(EXERCISE DETAILS) Can you format the lines between the one holding "In this exercise you will mark every instance of the capitol" and the one holding "<point>520,670</point>", inclusive, as a Markdown table with the columns Row and Text, skipping any blank lines?
---------------
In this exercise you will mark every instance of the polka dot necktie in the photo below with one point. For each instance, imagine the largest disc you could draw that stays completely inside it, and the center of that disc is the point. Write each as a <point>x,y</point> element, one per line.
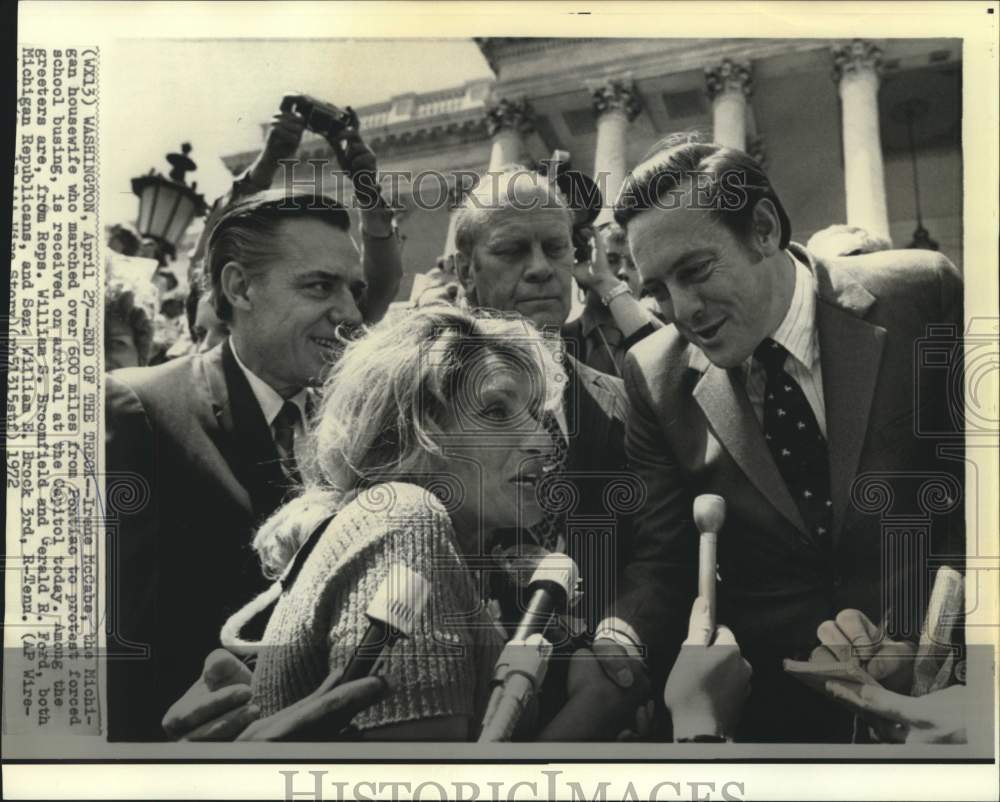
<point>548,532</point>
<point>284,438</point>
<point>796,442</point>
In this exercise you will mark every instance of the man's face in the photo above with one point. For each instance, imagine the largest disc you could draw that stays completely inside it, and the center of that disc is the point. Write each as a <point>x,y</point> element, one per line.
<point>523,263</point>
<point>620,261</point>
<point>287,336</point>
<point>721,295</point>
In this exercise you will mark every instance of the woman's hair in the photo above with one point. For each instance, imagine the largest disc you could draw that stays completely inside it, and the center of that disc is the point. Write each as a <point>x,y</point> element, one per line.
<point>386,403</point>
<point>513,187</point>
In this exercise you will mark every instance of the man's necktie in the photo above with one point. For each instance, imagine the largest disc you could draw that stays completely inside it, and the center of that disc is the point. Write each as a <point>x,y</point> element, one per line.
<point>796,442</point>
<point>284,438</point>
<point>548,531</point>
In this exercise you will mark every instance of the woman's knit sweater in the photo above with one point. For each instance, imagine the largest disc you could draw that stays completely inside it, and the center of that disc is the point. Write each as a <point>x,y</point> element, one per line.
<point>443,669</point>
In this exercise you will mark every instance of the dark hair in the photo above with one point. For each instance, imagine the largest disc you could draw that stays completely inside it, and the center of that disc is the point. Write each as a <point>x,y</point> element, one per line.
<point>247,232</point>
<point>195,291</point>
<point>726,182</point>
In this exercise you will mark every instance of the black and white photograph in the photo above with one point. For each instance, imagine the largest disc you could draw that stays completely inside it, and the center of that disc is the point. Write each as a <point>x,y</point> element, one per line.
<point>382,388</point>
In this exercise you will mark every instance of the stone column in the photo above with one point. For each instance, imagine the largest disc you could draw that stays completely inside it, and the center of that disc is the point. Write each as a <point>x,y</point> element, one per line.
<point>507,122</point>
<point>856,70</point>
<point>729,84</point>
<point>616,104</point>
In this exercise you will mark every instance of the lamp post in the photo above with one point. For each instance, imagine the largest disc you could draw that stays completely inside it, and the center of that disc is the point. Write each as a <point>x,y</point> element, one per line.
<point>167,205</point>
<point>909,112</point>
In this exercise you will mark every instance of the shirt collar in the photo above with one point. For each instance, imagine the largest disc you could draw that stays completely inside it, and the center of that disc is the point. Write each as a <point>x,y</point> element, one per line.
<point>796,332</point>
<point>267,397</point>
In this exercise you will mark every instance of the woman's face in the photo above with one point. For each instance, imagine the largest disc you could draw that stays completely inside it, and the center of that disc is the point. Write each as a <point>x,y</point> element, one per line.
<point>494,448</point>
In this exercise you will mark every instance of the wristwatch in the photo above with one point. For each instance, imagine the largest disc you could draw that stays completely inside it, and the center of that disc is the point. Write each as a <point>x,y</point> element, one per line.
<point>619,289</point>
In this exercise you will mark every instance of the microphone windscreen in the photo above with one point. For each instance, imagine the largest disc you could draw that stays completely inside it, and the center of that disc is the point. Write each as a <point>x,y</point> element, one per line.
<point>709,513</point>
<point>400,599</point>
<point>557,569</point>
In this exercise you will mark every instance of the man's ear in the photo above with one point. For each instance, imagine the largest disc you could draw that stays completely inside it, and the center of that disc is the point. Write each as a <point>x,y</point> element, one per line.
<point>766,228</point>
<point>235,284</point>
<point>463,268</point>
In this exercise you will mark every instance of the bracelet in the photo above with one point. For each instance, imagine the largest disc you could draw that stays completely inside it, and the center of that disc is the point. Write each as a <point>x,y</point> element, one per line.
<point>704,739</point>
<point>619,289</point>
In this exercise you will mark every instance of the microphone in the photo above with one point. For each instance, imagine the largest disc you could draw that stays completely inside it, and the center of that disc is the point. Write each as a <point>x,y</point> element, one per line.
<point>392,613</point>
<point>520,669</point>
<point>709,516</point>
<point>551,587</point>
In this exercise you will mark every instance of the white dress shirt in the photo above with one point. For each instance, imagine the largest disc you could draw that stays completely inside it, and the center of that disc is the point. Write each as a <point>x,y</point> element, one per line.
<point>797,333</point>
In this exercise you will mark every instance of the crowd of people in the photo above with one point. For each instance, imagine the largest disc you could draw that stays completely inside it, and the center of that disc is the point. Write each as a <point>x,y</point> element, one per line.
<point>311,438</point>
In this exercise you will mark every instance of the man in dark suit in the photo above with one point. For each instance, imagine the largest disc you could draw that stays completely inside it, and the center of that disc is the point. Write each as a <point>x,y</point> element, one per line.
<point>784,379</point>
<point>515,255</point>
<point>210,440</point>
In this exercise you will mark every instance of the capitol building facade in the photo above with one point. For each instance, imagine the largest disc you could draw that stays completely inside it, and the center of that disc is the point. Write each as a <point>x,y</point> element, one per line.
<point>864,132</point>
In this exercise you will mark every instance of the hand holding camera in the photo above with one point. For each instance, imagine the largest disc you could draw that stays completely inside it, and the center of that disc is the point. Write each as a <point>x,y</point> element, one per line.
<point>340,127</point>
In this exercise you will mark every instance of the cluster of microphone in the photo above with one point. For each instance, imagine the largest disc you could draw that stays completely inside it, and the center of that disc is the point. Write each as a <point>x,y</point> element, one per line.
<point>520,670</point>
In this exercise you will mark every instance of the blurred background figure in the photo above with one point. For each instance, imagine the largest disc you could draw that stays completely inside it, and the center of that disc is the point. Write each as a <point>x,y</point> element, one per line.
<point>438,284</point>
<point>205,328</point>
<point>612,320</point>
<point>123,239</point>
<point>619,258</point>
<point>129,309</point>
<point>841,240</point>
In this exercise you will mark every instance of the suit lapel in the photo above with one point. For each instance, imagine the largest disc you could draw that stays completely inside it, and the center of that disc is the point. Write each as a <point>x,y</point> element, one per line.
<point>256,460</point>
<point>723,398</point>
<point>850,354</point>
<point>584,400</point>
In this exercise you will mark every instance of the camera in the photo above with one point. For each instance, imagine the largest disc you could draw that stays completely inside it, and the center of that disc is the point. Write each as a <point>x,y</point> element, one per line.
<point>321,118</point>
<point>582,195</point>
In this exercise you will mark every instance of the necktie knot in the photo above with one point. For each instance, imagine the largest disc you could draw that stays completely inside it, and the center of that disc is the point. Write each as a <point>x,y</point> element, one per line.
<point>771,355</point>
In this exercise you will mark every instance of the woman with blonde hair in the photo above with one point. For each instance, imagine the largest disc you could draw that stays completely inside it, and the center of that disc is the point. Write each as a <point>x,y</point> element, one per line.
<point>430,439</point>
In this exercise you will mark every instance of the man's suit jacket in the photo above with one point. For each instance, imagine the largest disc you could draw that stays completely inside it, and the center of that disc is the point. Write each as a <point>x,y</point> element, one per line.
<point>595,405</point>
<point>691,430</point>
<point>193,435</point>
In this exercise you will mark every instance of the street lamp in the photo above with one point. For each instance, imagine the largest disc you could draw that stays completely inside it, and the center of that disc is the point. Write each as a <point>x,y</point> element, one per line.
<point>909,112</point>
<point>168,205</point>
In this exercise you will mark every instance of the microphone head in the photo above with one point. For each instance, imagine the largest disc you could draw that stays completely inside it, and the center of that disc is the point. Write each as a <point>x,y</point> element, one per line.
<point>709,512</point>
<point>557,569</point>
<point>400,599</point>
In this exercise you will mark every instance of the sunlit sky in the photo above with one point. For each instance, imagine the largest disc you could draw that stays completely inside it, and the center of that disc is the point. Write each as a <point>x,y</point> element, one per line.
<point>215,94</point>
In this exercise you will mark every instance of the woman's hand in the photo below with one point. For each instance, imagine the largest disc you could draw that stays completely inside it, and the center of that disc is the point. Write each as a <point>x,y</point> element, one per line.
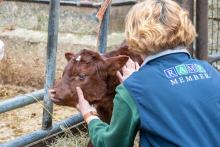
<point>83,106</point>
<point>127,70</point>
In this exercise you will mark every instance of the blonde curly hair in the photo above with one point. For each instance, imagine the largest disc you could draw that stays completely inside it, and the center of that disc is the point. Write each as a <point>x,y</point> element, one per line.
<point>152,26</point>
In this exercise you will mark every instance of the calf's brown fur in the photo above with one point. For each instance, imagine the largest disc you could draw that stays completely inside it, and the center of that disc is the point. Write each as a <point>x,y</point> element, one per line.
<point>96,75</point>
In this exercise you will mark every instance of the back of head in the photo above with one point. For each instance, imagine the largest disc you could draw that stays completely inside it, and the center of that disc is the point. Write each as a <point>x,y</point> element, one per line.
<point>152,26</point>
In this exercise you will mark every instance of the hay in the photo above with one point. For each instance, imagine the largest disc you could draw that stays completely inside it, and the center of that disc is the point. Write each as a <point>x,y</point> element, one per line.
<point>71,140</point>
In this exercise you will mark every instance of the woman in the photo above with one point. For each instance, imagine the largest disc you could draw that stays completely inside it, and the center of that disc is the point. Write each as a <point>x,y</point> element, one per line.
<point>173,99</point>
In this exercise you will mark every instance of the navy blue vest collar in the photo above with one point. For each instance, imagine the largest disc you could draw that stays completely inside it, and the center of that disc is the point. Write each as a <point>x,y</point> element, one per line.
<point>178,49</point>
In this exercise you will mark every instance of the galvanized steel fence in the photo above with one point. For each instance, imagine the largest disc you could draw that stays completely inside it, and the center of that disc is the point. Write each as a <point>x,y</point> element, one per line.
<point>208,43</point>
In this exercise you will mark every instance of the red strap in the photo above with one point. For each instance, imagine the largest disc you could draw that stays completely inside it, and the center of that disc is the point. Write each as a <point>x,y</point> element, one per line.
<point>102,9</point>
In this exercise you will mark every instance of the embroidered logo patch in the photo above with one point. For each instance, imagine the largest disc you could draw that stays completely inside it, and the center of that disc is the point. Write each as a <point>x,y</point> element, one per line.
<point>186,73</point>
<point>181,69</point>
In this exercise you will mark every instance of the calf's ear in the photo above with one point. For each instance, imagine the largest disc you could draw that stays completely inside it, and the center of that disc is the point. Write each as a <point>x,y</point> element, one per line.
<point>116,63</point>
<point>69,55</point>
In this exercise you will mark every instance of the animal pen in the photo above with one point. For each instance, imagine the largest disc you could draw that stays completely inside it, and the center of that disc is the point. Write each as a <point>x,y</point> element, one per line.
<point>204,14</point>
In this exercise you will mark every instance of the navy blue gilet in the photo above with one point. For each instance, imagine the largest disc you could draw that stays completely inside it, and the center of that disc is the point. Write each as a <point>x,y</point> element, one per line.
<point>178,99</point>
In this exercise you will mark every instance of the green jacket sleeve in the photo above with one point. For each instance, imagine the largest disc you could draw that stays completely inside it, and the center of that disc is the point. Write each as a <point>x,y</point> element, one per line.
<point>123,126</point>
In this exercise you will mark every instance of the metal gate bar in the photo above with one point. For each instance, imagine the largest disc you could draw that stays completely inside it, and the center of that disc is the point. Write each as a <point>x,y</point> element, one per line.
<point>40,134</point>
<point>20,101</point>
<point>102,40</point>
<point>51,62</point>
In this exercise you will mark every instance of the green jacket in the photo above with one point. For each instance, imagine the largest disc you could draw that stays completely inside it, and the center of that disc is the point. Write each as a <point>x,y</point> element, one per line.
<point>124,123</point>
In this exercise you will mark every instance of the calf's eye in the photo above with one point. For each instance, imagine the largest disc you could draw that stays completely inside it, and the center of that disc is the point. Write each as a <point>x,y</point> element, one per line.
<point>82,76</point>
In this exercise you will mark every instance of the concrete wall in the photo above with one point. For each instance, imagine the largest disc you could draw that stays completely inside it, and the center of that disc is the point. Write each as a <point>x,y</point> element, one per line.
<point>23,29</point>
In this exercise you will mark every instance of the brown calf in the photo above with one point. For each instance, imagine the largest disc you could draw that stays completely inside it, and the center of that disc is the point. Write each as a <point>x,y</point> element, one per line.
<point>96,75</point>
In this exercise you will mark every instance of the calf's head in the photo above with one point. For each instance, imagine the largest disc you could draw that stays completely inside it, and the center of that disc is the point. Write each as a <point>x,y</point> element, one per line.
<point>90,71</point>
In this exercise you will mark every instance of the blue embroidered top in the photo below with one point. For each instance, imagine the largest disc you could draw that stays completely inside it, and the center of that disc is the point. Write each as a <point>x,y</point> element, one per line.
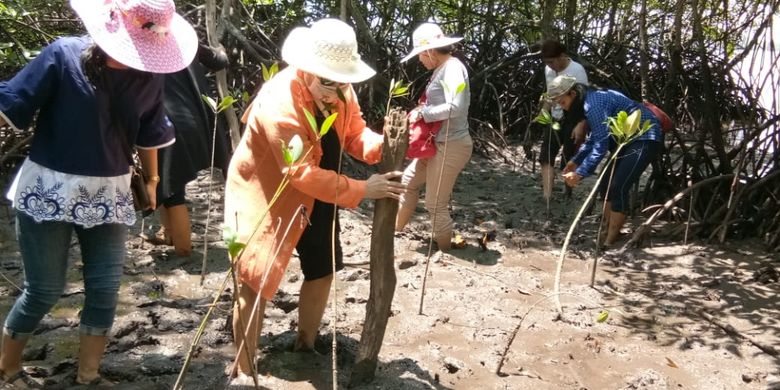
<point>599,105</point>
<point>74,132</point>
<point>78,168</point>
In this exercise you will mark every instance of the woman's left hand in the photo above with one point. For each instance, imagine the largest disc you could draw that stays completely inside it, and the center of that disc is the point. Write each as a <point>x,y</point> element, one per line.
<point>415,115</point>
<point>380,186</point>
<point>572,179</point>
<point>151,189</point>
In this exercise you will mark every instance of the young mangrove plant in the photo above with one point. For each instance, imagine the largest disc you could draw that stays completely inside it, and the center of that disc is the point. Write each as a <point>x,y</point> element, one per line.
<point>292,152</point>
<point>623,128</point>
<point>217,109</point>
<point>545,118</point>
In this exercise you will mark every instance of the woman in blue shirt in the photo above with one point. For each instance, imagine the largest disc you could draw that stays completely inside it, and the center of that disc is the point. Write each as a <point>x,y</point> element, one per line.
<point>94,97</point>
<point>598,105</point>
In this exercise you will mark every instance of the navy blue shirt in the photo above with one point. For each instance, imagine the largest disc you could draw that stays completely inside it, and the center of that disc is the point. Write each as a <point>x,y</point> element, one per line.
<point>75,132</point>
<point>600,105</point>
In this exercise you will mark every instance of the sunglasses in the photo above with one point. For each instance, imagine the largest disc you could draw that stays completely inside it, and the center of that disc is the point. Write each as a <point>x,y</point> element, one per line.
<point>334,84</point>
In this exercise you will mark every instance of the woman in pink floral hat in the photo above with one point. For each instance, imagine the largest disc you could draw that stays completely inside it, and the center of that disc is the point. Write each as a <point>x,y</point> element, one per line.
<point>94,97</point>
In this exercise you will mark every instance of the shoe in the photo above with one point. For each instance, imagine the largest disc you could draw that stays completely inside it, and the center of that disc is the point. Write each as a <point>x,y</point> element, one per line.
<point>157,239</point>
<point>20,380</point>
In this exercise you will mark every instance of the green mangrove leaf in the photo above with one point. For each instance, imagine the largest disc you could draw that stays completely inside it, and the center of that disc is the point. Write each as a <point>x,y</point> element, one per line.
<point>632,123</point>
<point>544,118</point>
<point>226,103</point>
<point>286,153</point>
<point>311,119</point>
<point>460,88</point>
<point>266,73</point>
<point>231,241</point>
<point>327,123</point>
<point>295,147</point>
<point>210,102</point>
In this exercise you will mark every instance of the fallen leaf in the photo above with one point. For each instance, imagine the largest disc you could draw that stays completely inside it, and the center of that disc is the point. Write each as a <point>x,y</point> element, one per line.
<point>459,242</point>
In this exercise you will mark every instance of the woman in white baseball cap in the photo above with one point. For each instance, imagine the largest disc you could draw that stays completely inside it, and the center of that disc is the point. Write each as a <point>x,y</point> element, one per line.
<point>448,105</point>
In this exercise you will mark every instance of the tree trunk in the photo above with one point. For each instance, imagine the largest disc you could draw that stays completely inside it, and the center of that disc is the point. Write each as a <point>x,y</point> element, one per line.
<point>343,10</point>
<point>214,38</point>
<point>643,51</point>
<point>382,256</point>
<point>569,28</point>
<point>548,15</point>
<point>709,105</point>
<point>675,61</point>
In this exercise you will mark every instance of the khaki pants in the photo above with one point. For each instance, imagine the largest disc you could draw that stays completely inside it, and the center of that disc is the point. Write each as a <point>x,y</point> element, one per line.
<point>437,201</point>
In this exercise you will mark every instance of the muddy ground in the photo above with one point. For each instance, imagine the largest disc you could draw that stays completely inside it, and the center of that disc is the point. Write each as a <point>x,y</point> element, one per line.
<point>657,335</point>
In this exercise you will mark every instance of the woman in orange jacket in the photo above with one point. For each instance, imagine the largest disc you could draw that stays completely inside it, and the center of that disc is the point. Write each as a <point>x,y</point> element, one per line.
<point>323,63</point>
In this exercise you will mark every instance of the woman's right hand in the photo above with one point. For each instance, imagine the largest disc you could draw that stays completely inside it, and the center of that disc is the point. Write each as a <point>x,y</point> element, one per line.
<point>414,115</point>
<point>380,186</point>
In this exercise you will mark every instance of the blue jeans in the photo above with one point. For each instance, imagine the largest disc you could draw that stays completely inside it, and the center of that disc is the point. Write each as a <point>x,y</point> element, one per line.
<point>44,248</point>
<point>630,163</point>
---------------
(RESULT FOR THIS EXERCISE)
| Row | Text |
|---|---|
| 1 | In this exercise you will mark every instance of the capitol building facade in the photo above with one point. For each instance, imagine the largest disc you could draw that stays completely inside it, and the center of that disc is the point. Write each as a <point>x,y</point> element, one per line. |
| 2 | <point>864,132</point> |
| 3 | In this exercise you will mark every instance of the hand holding camera in the photo above with one point. For each instance, imagine the largest disc you could draw that stays completely inside it, and the center of that disc is the point. Write each as a <point>x,y</point> element, one per line. |
| 4 | <point>340,127</point> |
| 5 | In this exercise you will mark every instance of the cluster of microphone in the photo above with one point. For each instance, imagine the largest disc you could draw that stays completely inside it, and the center of that disc is the point. Write each as a <point>x,y</point> element, one per line. |
| 6 | <point>520,670</point> |